Find the line holding "In the photo above, each instance of the man" in the entries below. Give it again exactly, along with every line after it up to and including the line holding "In the photo above, each instance of the person's".

## Study material
------

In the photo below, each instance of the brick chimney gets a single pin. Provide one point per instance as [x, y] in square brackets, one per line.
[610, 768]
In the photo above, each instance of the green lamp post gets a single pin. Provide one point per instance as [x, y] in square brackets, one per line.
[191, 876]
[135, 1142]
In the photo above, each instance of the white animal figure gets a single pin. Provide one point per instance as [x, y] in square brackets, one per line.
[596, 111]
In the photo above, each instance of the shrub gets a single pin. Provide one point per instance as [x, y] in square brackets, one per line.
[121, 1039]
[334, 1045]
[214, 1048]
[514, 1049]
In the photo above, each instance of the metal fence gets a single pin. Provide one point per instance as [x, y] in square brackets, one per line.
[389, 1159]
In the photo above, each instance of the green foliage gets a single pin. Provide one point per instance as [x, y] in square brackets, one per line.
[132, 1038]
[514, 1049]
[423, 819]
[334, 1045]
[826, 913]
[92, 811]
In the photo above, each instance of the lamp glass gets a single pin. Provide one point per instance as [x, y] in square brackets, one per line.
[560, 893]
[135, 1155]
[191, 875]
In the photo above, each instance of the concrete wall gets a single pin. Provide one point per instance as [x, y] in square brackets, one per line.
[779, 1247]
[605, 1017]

------

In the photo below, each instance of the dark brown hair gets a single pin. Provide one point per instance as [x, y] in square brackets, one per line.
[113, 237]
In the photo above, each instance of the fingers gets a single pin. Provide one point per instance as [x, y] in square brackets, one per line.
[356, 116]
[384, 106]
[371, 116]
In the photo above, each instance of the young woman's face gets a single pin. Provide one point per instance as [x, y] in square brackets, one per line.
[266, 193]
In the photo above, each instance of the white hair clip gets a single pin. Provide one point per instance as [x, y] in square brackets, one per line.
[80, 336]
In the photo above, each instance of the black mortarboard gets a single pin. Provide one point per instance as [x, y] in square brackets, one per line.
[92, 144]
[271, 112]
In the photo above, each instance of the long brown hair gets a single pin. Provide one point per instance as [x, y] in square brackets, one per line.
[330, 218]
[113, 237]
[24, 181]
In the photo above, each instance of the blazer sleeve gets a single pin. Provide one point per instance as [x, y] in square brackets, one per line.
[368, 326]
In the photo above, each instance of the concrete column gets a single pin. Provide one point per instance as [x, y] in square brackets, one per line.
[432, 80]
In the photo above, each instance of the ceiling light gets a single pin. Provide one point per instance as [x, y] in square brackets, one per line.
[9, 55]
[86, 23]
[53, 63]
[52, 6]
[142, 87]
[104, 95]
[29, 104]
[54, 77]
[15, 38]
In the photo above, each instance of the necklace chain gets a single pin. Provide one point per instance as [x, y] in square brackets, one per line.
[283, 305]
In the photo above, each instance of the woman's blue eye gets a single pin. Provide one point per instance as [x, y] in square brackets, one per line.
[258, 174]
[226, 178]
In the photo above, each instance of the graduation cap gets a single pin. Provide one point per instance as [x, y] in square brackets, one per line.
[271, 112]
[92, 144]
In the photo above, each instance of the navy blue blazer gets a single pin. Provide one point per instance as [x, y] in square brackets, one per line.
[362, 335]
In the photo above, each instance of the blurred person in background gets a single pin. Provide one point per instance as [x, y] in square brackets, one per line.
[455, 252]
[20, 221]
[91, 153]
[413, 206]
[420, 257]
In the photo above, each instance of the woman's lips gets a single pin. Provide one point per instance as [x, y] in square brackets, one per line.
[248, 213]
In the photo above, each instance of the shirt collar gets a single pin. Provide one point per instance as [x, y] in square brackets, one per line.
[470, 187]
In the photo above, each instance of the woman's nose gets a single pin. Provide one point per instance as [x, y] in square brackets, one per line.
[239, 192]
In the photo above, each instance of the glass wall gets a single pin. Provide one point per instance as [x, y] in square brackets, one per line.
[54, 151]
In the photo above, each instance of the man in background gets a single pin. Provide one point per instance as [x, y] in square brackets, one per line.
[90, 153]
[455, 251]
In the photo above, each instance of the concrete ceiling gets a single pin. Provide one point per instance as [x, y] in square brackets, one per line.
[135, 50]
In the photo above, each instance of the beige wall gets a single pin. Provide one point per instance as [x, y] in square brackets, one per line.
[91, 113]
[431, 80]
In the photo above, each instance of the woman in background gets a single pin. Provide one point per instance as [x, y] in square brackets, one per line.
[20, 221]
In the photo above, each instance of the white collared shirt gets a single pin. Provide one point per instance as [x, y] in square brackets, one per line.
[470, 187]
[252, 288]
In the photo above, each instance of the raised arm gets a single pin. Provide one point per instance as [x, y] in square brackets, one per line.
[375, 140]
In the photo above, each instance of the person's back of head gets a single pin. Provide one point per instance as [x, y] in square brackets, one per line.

------

## Exercise answer
In the photo above, each instance of the man in background gets a single pin. Provide one point per instance as [x, y] in square brackets, one per line.
[90, 153]
[455, 251]
In the photo above, each instance of the concrete ceiling gets a single pin. Provide one point per instance as [x, y] in square brackets, one per line.
[135, 50]
In the photo above, each instance of the beige wall gets a single pin. Provide one point per instance as [x, y] in square brackets, one per line.
[91, 113]
[431, 80]
In the photo above, each instance of the woman in background gets a single pin. Provide one point per instance as [x, y] in square brackets, one per line.
[20, 221]
In the photo above, each instance of the white collared shirt gets a single pin. Provide one point per instance as [x, y] in square brackets, one per line.
[470, 187]
[252, 288]
In the photo above, each instance of the raised arm gets a single pin. Provide one point per instance as [x, y] in square brackets, one per line.
[375, 140]
In the photo above, each instance of the person's back of head gets a single pin. Provide one point per instance as [x, y] in square brackets, one per line.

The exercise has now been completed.